● **What needs to be done**: From the line that includes "detect every utility" to the last line of the records, inclusive, repeat each line exactly.

== Source data

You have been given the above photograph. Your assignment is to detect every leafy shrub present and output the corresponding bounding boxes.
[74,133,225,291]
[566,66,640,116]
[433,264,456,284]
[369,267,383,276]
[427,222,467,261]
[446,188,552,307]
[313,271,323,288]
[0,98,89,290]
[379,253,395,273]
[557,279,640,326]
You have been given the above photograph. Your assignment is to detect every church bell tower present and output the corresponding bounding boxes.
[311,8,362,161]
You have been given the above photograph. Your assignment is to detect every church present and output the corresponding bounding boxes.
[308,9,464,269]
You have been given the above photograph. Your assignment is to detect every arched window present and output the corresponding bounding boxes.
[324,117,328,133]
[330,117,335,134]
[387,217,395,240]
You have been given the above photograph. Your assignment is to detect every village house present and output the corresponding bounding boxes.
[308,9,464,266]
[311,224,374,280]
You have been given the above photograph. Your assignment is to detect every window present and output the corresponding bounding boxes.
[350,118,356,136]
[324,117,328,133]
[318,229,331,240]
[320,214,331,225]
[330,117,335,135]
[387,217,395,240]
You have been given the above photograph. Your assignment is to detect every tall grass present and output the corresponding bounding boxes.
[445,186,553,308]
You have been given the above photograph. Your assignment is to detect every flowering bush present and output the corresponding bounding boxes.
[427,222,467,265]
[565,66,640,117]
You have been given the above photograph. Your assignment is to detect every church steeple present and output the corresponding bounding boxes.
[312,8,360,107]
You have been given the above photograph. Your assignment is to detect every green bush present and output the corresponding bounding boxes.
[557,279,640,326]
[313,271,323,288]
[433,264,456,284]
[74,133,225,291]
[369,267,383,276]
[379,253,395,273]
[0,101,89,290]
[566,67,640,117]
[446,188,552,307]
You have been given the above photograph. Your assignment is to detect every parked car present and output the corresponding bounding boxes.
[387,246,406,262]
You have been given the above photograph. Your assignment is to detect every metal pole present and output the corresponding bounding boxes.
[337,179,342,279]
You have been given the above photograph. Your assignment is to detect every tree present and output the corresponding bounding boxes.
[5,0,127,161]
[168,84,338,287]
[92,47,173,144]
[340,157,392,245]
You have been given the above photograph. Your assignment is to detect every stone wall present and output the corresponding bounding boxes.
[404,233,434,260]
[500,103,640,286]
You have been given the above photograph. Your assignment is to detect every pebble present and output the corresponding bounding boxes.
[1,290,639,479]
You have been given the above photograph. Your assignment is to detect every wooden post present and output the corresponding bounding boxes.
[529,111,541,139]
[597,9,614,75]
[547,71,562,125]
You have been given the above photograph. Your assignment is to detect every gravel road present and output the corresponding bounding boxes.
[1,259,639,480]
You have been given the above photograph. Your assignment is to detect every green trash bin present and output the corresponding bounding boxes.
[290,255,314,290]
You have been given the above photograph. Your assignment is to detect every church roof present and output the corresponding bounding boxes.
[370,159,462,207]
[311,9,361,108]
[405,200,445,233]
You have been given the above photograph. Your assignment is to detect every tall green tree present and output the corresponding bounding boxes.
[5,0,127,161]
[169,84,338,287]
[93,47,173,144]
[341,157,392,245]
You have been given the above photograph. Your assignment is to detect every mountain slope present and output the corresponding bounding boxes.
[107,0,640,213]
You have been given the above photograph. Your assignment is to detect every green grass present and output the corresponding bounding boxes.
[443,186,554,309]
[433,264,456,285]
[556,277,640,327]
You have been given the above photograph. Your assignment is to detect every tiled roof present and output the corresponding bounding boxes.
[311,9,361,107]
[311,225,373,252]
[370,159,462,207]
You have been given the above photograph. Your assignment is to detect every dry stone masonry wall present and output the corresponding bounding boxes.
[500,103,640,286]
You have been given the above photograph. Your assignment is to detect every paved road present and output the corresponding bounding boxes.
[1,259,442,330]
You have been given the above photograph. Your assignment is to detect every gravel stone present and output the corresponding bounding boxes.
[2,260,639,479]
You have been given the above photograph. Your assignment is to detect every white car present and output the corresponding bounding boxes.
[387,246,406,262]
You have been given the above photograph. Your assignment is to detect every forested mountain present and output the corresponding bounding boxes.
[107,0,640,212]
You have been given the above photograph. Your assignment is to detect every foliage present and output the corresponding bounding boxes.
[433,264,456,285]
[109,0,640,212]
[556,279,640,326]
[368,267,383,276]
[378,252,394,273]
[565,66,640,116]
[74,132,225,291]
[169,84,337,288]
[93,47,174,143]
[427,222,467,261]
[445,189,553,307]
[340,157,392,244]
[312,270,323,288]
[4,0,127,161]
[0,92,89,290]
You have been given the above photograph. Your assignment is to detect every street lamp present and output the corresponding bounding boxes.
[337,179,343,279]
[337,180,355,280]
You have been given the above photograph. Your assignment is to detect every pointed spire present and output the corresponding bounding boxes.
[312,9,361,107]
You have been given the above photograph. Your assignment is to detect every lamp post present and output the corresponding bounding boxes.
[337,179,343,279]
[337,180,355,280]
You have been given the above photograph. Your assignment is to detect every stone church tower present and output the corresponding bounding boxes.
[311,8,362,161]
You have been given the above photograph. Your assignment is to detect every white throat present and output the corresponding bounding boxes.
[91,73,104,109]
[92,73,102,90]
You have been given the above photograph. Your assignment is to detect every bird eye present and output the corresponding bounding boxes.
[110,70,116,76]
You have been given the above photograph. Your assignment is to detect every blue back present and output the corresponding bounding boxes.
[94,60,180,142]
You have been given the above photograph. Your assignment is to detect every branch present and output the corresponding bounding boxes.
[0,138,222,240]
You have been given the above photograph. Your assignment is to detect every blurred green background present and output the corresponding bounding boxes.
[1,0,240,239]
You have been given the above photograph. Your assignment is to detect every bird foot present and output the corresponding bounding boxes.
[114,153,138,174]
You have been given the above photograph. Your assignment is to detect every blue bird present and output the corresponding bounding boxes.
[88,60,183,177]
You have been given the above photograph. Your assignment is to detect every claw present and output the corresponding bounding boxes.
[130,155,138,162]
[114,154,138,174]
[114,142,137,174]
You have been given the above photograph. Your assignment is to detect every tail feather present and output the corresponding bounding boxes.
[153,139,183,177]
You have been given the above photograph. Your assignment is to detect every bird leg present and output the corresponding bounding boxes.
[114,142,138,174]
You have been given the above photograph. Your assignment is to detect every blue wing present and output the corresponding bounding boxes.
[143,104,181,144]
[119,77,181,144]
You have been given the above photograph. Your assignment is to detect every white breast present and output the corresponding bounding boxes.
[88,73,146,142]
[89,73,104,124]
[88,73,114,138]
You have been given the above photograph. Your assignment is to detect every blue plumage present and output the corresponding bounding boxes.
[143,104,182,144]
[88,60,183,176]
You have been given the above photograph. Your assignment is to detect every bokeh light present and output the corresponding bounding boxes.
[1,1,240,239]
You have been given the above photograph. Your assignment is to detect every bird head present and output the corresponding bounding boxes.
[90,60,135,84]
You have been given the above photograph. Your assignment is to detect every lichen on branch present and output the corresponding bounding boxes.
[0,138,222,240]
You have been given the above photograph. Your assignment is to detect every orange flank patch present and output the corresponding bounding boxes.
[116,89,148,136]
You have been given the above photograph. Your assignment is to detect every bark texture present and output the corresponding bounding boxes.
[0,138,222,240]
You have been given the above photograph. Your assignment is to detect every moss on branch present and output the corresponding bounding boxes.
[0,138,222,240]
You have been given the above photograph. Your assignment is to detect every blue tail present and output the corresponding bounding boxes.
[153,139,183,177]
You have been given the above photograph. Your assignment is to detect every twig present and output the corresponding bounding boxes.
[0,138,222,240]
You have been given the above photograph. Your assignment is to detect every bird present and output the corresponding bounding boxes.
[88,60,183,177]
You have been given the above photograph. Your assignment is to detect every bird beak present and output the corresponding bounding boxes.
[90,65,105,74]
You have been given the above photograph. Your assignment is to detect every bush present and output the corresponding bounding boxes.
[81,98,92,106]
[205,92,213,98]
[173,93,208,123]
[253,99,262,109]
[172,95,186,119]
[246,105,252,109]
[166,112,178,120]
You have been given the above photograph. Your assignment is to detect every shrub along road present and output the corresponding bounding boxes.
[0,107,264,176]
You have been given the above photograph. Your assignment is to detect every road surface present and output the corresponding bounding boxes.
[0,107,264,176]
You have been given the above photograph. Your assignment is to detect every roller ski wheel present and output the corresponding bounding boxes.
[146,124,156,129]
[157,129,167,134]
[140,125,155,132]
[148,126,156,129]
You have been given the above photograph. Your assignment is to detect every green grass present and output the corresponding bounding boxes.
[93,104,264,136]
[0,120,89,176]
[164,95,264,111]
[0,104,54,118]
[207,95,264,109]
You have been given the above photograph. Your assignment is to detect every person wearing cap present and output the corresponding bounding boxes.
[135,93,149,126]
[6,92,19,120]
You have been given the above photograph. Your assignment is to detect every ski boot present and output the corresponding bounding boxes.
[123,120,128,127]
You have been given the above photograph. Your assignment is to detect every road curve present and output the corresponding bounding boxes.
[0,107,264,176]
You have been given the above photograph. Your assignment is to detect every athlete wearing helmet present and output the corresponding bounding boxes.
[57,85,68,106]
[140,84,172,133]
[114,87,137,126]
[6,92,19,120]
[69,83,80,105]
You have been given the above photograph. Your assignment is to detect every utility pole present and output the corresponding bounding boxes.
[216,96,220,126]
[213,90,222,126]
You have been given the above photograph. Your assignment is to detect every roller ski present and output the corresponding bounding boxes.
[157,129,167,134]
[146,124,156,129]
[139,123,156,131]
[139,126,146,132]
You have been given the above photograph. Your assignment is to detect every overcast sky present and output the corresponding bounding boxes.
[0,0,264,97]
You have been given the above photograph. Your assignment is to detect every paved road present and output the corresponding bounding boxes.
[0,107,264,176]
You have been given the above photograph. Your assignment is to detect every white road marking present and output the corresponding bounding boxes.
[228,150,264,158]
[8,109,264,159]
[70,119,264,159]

====

● **Output for this task**:
You have been given the above photograph. Your assignment is to detect every utility pole present and output the corresponding bounding boxes.
[216,96,220,126]
[213,90,222,126]
You have been given the above photograph. Your assignment is to detect every roller ski present and output the corresponding bounding boxes.
[157,129,167,134]
[146,124,156,129]
[139,123,156,131]
[139,126,146,132]
You have been given the above photograph. Your assignment is to detect every overcast sky present and output the corresponding bounding boxes.
[0,0,264,97]
You have been given the above photograph. Your assignment is to detect every paved road present and output the corresponding bounding boxes.
[0,107,264,176]
You have been given the above photograph. Your assignment is to detect every white road marking present and output the corresponding bounding boxes.
[228,150,264,158]
[8,109,264,159]
[70,119,264,159]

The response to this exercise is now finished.